EXERCISE INSTRUCTIONS ->
Look below for the line containing "scooter headlight, a", then write out that line and every line after it to the end, exactly, minus the pictures.

Saved data entries ->

====================

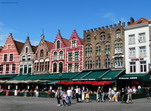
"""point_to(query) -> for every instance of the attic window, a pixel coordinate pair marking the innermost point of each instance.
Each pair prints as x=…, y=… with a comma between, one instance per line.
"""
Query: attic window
x=139, y=22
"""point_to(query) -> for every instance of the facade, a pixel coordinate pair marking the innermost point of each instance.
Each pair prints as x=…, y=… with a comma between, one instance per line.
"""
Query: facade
x=26, y=58
x=42, y=57
x=10, y=56
x=137, y=46
x=66, y=55
x=104, y=47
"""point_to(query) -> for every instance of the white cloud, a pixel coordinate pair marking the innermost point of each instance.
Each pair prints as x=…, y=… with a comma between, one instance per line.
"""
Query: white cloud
x=4, y=32
x=111, y=16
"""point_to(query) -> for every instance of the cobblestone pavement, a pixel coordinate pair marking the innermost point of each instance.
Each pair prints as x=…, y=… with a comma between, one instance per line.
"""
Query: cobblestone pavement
x=50, y=104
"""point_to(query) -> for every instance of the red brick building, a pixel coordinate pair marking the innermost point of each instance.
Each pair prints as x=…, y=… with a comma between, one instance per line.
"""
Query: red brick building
x=66, y=55
x=10, y=56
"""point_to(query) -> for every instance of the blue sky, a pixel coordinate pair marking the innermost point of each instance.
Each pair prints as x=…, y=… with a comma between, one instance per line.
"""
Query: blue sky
x=29, y=17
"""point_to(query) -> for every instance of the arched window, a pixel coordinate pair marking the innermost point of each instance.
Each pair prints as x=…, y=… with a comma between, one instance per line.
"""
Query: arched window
x=98, y=50
x=118, y=33
x=55, y=67
x=58, y=44
x=41, y=53
x=102, y=36
x=60, y=67
x=55, y=56
x=61, y=55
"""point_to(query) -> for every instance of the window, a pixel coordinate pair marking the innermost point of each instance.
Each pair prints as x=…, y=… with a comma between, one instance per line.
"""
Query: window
x=107, y=63
x=76, y=67
x=131, y=39
x=58, y=44
x=29, y=69
x=47, y=66
x=98, y=64
x=21, y=69
x=23, y=58
x=76, y=56
x=118, y=34
x=118, y=62
x=42, y=53
x=11, y=57
x=102, y=36
x=1, y=68
x=69, y=67
x=142, y=51
x=107, y=49
x=132, y=67
x=88, y=51
x=41, y=66
x=70, y=56
x=55, y=67
x=7, y=68
x=132, y=52
x=26, y=50
x=74, y=44
x=55, y=56
x=98, y=50
x=25, y=69
x=88, y=64
x=5, y=57
x=143, y=67
x=29, y=57
x=142, y=38
x=88, y=38
x=60, y=67
x=118, y=48
x=36, y=67
x=61, y=55
x=13, y=68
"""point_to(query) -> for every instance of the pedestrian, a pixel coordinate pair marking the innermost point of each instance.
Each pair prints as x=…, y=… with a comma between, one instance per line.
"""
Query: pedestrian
x=87, y=95
x=77, y=93
x=69, y=94
x=129, y=95
x=58, y=96
x=122, y=95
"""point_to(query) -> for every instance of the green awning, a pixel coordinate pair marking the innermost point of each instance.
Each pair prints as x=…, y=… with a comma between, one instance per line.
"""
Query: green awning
x=93, y=75
x=131, y=76
x=21, y=77
x=79, y=76
x=112, y=75
x=6, y=76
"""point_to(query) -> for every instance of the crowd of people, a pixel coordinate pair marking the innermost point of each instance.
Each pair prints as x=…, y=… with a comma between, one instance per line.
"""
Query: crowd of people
x=64, y=96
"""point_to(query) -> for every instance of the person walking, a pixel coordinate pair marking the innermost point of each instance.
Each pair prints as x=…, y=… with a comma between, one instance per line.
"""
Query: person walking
x=129, y=95
x=69, y=94
x=58, y=95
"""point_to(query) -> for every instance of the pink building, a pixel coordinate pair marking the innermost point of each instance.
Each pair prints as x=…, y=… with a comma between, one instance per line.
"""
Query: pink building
x=10, y=56
x=66, y=55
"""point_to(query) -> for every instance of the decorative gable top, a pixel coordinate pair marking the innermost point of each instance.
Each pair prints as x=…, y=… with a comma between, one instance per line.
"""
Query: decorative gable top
x=140, y=21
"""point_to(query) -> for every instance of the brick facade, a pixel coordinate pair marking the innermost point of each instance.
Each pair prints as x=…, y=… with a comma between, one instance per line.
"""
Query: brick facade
x=9, y=56
x=104, y=47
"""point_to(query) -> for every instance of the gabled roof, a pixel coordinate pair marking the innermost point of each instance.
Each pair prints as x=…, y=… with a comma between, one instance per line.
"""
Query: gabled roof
x=19, y=46
x=140, y=21
x=49, y=44
x=66, y=41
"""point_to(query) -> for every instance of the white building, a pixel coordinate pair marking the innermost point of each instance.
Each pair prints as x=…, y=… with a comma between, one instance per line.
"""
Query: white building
x=137, y=46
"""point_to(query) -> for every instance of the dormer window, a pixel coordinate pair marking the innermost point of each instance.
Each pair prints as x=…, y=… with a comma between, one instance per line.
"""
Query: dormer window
x=58, y=44
x=26, y=50
x=74, y=44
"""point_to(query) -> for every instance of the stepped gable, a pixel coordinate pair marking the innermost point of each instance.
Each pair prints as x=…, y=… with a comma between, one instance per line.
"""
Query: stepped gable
x=140, y=21
x=19, y=46
x=49, y=44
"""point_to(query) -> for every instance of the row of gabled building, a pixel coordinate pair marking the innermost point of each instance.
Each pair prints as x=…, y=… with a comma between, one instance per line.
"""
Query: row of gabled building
x=112, y=47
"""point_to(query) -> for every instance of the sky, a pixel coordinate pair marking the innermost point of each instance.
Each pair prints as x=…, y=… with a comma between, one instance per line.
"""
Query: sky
x=32, y=18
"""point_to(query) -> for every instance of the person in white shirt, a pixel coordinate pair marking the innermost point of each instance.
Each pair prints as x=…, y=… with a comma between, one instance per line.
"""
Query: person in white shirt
x=69, y=95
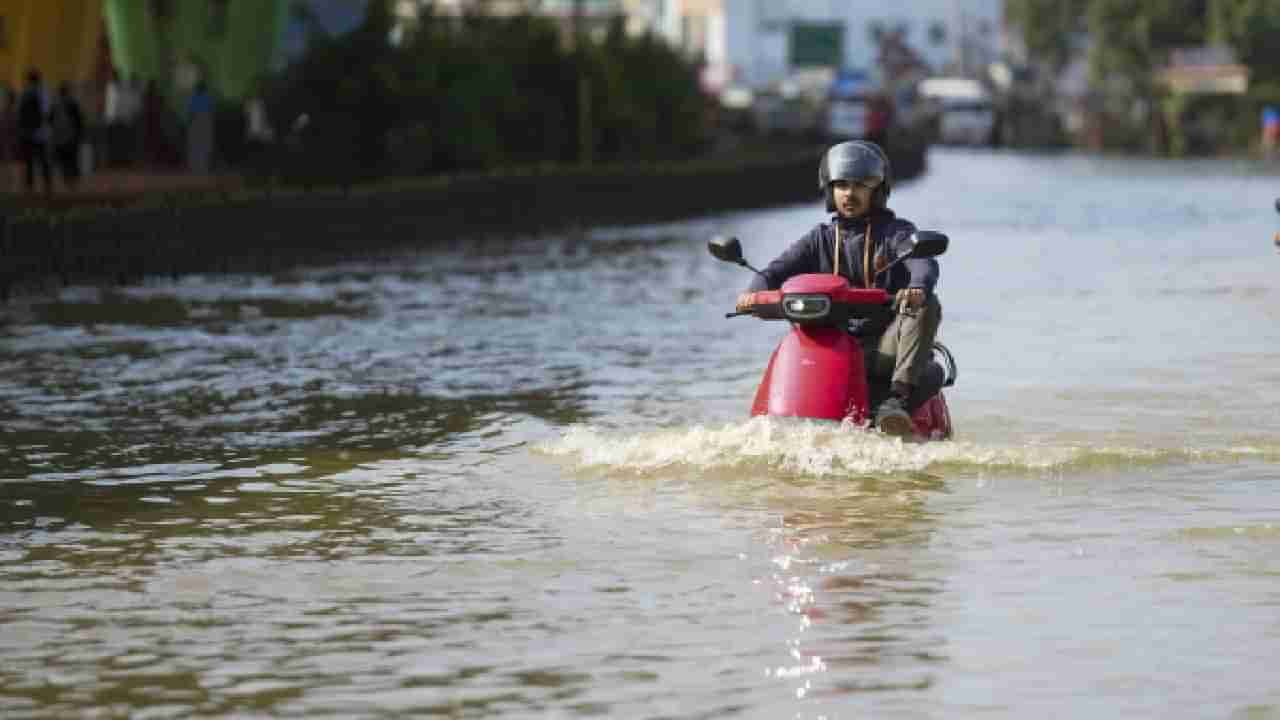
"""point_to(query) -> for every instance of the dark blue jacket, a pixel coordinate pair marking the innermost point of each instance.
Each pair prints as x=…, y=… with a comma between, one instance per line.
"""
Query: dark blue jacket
x=890, y=238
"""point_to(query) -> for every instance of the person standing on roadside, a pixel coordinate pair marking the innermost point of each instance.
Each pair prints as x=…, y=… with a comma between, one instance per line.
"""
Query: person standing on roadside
x=33, y=132
x=8, y=135
x=200, y=130
x=67, y=123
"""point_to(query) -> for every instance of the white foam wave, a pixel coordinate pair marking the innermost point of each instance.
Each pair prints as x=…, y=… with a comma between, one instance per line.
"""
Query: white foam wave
x=801, y=447
x=818, y=449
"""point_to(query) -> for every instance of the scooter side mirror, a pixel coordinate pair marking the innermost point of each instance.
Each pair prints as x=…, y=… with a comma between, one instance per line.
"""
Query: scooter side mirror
x=928, y=244
x=726, y=249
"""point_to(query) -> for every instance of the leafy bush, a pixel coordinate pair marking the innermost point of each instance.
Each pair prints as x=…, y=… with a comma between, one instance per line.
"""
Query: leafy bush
x=476, y=92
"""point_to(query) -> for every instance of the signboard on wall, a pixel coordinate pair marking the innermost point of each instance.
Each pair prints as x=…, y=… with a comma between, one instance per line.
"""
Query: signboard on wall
x=817, y=45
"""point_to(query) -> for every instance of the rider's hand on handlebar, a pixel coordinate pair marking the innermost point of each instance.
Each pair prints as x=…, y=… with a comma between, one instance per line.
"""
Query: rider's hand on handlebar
x=910, y=297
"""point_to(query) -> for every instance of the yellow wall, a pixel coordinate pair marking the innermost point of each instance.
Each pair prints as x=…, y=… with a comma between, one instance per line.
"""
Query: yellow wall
x=58, y=37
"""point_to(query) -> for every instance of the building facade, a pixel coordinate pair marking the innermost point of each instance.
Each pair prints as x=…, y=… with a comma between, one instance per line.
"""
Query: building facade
x=760, y=42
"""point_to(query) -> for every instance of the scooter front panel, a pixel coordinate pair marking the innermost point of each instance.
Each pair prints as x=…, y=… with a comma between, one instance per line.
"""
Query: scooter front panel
x=814, y=373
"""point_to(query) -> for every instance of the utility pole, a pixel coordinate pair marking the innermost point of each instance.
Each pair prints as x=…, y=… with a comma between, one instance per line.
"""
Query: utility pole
x=585, y=132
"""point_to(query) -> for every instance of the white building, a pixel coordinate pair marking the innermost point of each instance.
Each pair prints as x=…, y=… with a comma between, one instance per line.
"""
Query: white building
x=759, y=42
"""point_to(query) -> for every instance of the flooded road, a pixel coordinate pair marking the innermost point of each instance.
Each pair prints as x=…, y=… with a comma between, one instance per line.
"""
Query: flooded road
x=513, y=477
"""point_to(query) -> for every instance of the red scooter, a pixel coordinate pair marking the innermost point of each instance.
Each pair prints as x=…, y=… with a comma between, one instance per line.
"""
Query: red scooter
x=817, y=369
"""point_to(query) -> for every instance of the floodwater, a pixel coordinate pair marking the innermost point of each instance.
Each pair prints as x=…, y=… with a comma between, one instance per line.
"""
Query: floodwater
x=515, y=477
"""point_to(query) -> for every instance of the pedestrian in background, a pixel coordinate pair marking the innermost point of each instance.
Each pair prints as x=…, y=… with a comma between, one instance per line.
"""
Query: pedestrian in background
x=200, y=130
x=8, y=136
x=67, y=123
x=33, y=131
x=1270, y=131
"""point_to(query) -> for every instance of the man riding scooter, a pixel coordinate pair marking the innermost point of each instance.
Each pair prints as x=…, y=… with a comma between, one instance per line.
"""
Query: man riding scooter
x=855, y=180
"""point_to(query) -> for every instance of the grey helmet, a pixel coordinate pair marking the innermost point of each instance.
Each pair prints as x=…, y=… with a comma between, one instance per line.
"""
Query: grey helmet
x=855, y=160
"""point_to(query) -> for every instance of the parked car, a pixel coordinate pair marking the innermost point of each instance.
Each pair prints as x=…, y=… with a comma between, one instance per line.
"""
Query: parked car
x=964, y=109
x=856, y=109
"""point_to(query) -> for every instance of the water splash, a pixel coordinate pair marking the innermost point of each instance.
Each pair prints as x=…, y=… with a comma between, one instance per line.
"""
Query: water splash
x=818, y=449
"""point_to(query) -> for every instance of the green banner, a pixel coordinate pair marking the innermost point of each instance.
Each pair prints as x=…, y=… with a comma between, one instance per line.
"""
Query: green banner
x=817, y=45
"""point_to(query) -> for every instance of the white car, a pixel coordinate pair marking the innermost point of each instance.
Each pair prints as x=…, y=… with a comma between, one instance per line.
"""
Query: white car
x=967, y=122
x=964, y=108
x=848, y=117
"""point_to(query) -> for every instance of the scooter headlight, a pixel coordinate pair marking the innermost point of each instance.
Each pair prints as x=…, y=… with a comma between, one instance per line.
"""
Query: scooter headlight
x=805, y=308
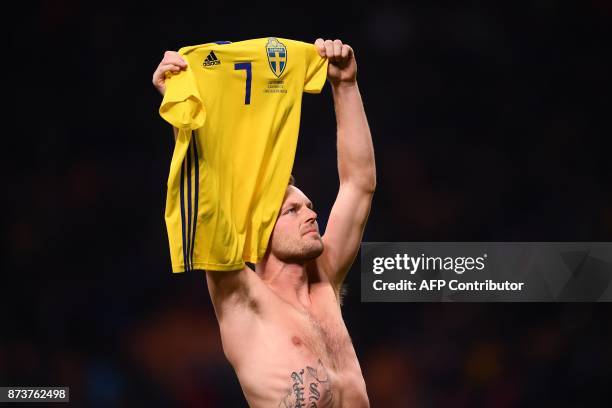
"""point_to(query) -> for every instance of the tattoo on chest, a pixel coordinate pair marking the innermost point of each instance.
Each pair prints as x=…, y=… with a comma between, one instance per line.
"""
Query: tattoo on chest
x=310, y=388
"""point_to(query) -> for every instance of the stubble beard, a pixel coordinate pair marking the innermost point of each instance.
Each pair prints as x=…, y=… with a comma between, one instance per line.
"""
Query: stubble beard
x=298, y=251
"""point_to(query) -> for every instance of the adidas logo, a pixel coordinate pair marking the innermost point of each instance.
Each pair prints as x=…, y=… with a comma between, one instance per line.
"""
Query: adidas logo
x=211, y=60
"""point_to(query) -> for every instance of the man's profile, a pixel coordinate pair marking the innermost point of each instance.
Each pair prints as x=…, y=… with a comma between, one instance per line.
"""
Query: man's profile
x=281, y=324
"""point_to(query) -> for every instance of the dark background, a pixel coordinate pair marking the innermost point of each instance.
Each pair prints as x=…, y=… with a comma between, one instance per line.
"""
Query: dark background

====================

FINISHED TASK ->
"""point_to(query) -> for every instance of the scooter headlight, a pixel coordinate pair marking the innermost point of each instance.
Each pair prints as x=…, y=… with a comma between, one instance per line.
"""
Query: scooter headlight
x=805, y=308
"""point_to(query) -> for every instance of the tattoo on chest, a pixel coordinate pair marking the innermost point of each instance.
Each pair prints as x=…, y=… with a comma between, one instance per line.
"""
Query: tattoo on chest
x=310, y=388
"""point_to(query) -> for every instance of the stubble beard, a pixel coordinate pair marking the innermost point of each instance.
Each pair prints as x=…, y=… with a comma between, one instance per line.
"""
Query: stubble beard
x=298, y=251
"""point_to(query) -> for every instance of the adidas logo, a pixel coordinate pair marking the innermost point of each instance.
Each pair prints as x=…, y=… with a comma between, one instance per line.
"""
Query: adidas logo
x=211, y=60
"""point_to(query) -> for every instance of the man's profile, a pixel coordinate pair marking the innermost point of each instance.
Each pair prints as x=…, y=… with a comma between, one instance per line.
"""
Query: man's profile
x=281, y=324
"""point_to(query) -> for every instance of the dark background, a pixel coordinate pair marking the innermost point of each instance.
Each pair prints as x=…, y=… with a comma between, one instance per line.
"""
Query: dark background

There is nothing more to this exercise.